PROBLEM: Give again, word for word, only the lines from the one containing "Where can the large" through the final line.

[Location annotation dataset excerpts]
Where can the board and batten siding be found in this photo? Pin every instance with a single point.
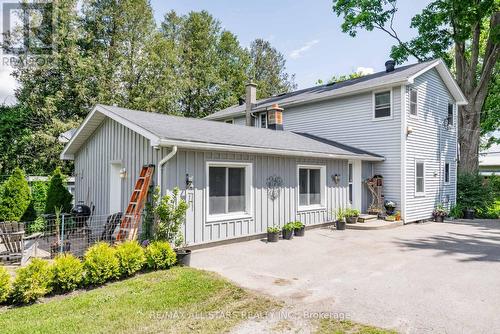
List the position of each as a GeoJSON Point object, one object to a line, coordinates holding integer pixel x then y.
{"type": "Point", "coordinates": [431, 142]}
{"type": "Point", "coordinates": [112, 142]}
{"type": "Point", "coordinates": [349, 120]}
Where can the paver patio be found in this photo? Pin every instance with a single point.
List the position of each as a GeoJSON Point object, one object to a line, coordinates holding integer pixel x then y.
{"type": "Point", "coordinates": [419, 278]}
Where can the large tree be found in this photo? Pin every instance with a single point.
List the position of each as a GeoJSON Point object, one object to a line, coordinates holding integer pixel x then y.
{"type": "Point", "coordinates": [443, 25]}
{"type": "Point", "coordinates": [268, 70]}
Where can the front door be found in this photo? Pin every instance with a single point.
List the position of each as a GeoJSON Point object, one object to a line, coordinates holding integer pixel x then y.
{"type": "Point", "coordinates": [115, 188]}
{"type": "Point", "coordinates": [354, 177]}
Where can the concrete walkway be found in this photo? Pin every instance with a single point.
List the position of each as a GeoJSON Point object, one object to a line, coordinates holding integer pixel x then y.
{"type": "Point", "coordinates": [419, 278]}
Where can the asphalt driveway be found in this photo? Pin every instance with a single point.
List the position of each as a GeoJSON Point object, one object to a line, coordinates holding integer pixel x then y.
{"type": "Point", "coordinates": [419, 278]}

RESULT OF THE TASK:
Where can the large tree be found in this photo? Pin every instance with a single point.
List the position of each as a GeoJSON Point object, one object to a line, coordinates holding integer pixel x then y.
{"type": "Point", "coordinates": [443, 25]}
{"type": "Point", "coordinates": [268, 70]}
Where can the front door be found in this photo? Pin every instance with a single point.
List the position of each as a GeoJSON Point object, one object to a line, coordinates holding integer pixel x then y.
{"type": "Point", "coordinates": [115, 188]}
{"type": "Point", "coordinates": [354, 177]}
Where can the concrete walkway be found in this photo? Pin every instance with a single point.
List the position of each as a GeoJSON Point object, one object to a line, coordinates holding integer pixel x then y.
{"type": "Point", "coordinates": [419, 278]}
Where can the asphalt driveway be found in this photo? Pin every instance with a single point.
List the position of each as a GeoJSON Point object, one object to a line, coordinates holding integer pixel x then y.
{"type": "Point", "coordinates": [419, 278]}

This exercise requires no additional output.